Data supplied →
######

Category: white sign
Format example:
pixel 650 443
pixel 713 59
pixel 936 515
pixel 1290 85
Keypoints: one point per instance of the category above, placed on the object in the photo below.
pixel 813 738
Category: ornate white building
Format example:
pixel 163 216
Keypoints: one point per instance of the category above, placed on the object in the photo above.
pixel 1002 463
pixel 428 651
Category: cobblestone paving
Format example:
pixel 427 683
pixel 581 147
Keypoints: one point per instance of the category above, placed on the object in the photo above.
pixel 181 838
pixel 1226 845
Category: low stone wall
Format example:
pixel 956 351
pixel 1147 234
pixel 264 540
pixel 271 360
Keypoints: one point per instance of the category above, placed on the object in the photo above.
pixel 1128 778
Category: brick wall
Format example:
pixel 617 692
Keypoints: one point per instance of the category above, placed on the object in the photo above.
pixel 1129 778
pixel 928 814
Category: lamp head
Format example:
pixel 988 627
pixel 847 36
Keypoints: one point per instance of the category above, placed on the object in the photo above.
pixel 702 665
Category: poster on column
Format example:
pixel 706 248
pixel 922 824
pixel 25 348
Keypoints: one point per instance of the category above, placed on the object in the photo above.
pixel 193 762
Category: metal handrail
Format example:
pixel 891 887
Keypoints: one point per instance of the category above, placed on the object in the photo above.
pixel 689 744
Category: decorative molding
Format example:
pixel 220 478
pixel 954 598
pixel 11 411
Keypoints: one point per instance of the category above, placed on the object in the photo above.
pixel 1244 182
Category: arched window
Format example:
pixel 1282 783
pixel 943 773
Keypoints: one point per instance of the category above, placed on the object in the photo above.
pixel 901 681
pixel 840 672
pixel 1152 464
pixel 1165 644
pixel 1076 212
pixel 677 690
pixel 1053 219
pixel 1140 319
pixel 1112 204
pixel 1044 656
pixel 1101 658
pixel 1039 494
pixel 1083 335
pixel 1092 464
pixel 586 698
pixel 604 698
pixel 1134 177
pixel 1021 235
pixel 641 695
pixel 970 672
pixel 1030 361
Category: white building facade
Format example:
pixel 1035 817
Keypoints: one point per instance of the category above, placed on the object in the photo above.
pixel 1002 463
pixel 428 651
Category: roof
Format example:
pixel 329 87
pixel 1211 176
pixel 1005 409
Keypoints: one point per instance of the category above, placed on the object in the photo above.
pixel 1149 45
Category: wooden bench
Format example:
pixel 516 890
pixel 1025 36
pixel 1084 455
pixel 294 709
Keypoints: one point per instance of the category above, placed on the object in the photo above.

######

Exercise → Wherever the string "wall" appears in the records, copy the whole line.

Expected output →
Category: low stone wall
Category: brick wall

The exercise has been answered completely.